Stated goal: Pick up the conversation about automatic instrumentation below and continue it after its last sentence.

Text shown:

---*---

It's only like five lines of code to get all of that.
So it's semi-automatic, I guess you would call it.
But from a developer perspective,
this feels automated, right?
I don't need to go into all of my,
into my code and find the places.
So, yeah.
Yeah, at least you get some go-gons. You probably have more, better things to say than I do.
I was just going to say, of course,
we want it to be as automatic as possible.
Ideally, you wouldn't need to change your code at all, configure anything, and we would just figure it out.
But as the project matures, it'll hopefully get closer to that ideal scenario, but we're just not quite there yet. Yeah, the Java agent is certainly one of the closest there because the JVM has built-in support
or built-in hooks for monitoring agents.
And so you don't even have to add a line
and then recompile the entire app again,
but you can just pass the auto-instrumentation agent
on the startup of the Java virtual machine,
and then it wires up things automatically.
And that's quite close to fully automatic instrumentation already.
And I wanted to ask when it comes to,
harking back slightly to vendor lock-in,
when we talk about languages like Python and Ruby,
where for the most part that is SDK work,
that is manually instrumenting your code,
with this concept of automatic instrumentation,
do you see anything on the horizon where it's, is it either
just run this batch script against your code and it's going to instrument the common things, or is
there going to be some function built into some languages like that where it's unmanaged code
that it's at least going to be able to pick up the ingresses and egresses and complete a span
through that? What are those, you are those non-managed code bases look
like on the landscape of automatic instrumentation?
Well, I mean, on an infinite time scale and
assuming the success of the project and all of that,
we would hope that it's built in as many places as possible.

---*---

Data block:
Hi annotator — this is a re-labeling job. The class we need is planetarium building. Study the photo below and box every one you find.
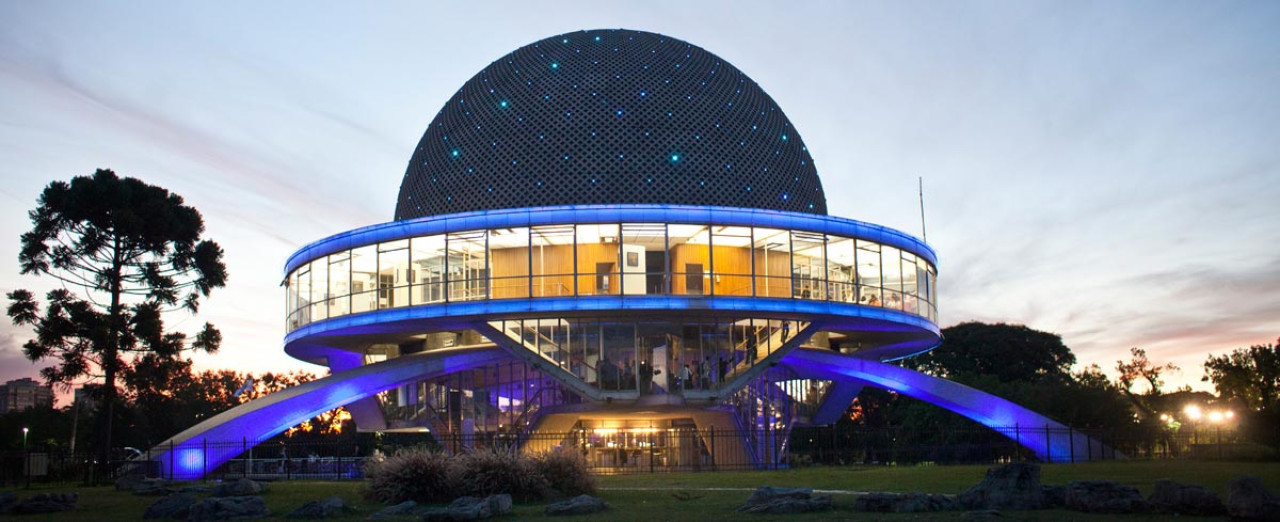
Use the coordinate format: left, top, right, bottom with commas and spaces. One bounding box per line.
161, 29, 1088, 476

---*---

Written response:
One really great example of this is actually.NET, which has built in first party support
for open telemetry directly into the runtime.
So far, that's the only place where that's true.
And it is really cool.
It kind of does feel like magic when everything works the way that it's supposed to. And the more success the project has and the more users it has,
the more incentivized library developers and such will be to build it in.
And then once you attain some critical mass of libraries that have built in support,
it then makes sense for the runtime maintainers to look and say,
our community, this is clearly something they care about,
and maybe we can build in,
if not automatic support,
then at least some features that enable it to be
used more easily and stuff like that.
I think this is all really long time-scale stuff.
None of it's coming next year necessarily,
but that is the long-term
vision of the project. I would like to loop Armin a little bit into the loop. Armin, do we miss
anything here when we talk about, because we initially, when we prepared for the talk, we
wanted to make sure we give a good overview of where OpenTelemetry stands, where it came from. Anything else we miss that the audience should understand?
Maybe also where it came from so that we understand where we are.
Sure.
So to the history of OpenTelemetry, there were two competing open source vendor agnostic instrumentation libraries one being open tracing
and one being open sensors also with their with their upsides and downsides and then i think i
think open tracing was first published in 2016 and open sensorsensus two years later, like 2018.
And then in 2019, that's also when we came to the project,
they were merged together and joined forces on OpenTelemetry.
That's where we are right now.
Yeah. And is there still, I mean, just out of, because I don't know,
is there still some OpenTracing and OpenCensus out there because somebody put it
in back then and they're still maintaining it somehow,
or is this all converted over?
No, it's not, not converted over everywhere yet.
So there will certainly be quite a few deployments with OpenTracing out there.
But what OpenTelemetry provides and calls
shims is some backwards compatibility support
with both OpenTracing and OpenSensors to some extent.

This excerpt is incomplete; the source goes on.